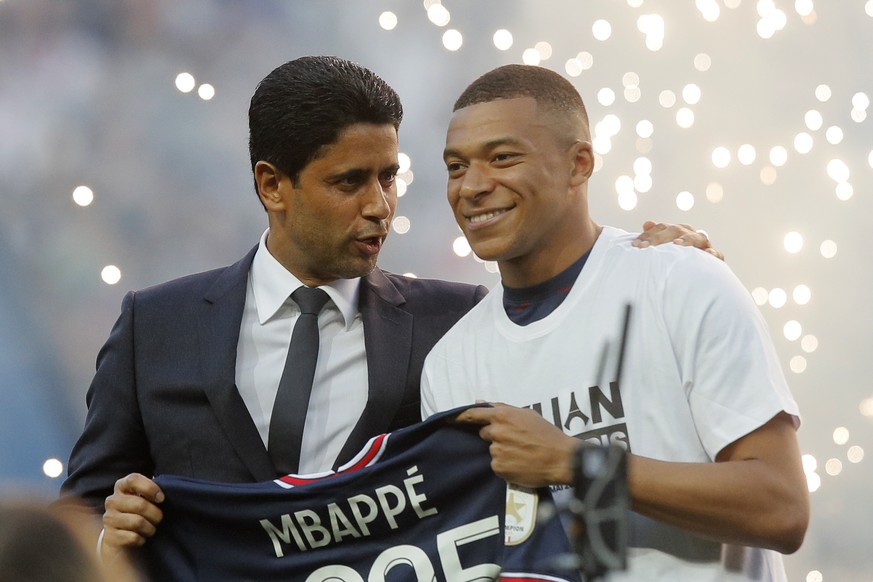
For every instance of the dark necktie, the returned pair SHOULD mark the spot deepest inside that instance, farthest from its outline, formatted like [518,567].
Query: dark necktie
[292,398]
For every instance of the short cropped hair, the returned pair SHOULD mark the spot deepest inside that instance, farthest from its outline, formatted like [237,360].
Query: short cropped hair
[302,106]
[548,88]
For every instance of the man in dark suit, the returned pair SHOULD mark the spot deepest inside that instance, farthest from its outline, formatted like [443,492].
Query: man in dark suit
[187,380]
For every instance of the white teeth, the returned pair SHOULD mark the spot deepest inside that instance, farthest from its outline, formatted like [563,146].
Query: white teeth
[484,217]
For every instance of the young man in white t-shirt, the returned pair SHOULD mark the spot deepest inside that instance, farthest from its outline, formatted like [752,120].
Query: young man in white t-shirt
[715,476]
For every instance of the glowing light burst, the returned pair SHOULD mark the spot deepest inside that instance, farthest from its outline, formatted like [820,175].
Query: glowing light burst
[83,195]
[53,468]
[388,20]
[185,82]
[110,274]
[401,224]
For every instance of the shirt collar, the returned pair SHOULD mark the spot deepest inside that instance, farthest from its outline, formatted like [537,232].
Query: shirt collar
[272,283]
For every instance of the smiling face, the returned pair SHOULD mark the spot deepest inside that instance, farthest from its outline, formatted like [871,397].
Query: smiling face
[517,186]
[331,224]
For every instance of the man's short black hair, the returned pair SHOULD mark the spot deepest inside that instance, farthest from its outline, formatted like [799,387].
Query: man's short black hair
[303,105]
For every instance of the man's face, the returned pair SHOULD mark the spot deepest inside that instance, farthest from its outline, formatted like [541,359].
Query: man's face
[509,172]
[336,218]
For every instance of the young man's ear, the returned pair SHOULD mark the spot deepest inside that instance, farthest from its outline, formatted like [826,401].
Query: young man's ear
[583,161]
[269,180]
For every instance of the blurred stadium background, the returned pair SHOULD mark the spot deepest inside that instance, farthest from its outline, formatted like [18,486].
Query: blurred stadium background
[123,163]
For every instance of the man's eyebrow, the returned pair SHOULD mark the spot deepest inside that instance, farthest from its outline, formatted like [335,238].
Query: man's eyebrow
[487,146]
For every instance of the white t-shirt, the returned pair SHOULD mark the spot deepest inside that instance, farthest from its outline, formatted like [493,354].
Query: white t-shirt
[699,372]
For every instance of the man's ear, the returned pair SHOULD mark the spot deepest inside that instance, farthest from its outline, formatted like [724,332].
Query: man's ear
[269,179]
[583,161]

· · · · ·

Exercise brief> From the line containing "Query: man's short black hair" to the last line of the material, please quote every line exactly and only those.

Problem solution>
Query: man's short black hair
[303,105]
For every instance of the man's face, the returned pair SHOULD mark the spot deepest inside that instance, farthest from its outline, formatted like [541,359].
Query: man's face
[509,172]
[336,218]
For every instance of the young man's ear, the returned pair SHOULD mark the spot deepest inside that instance, farthest from its outline, formatted like [826,401].
Query: young man's ear
[583,161]
[269,180]
For every instance of the blurred stadium background, the returned pair SHOULD mark the spot deepest inside that instance, farthest from its outline, formatted like [18,486].
Query: blurred stadium background
[123,163]
For every instance of the man's eyebrow, the returned pair SHOULD mark the spot deepest inside that instance, farthest from its outline, formatted like [335,238].
Query: man's eyebrow
[487,146]
For every instance of the white t-shirt, the returned pair SHOULD mark the spot deepest inside that instance, farthest from its outline, formatted like [493,354].
Query: white t-shirt
[699,372]
For every instance of the man's ear, the returned pair SHOULD mark the spot deepest inside that instance, farthest from its outline, formatted like [724,332].
Query: man's ear
[269,179]
[583,161]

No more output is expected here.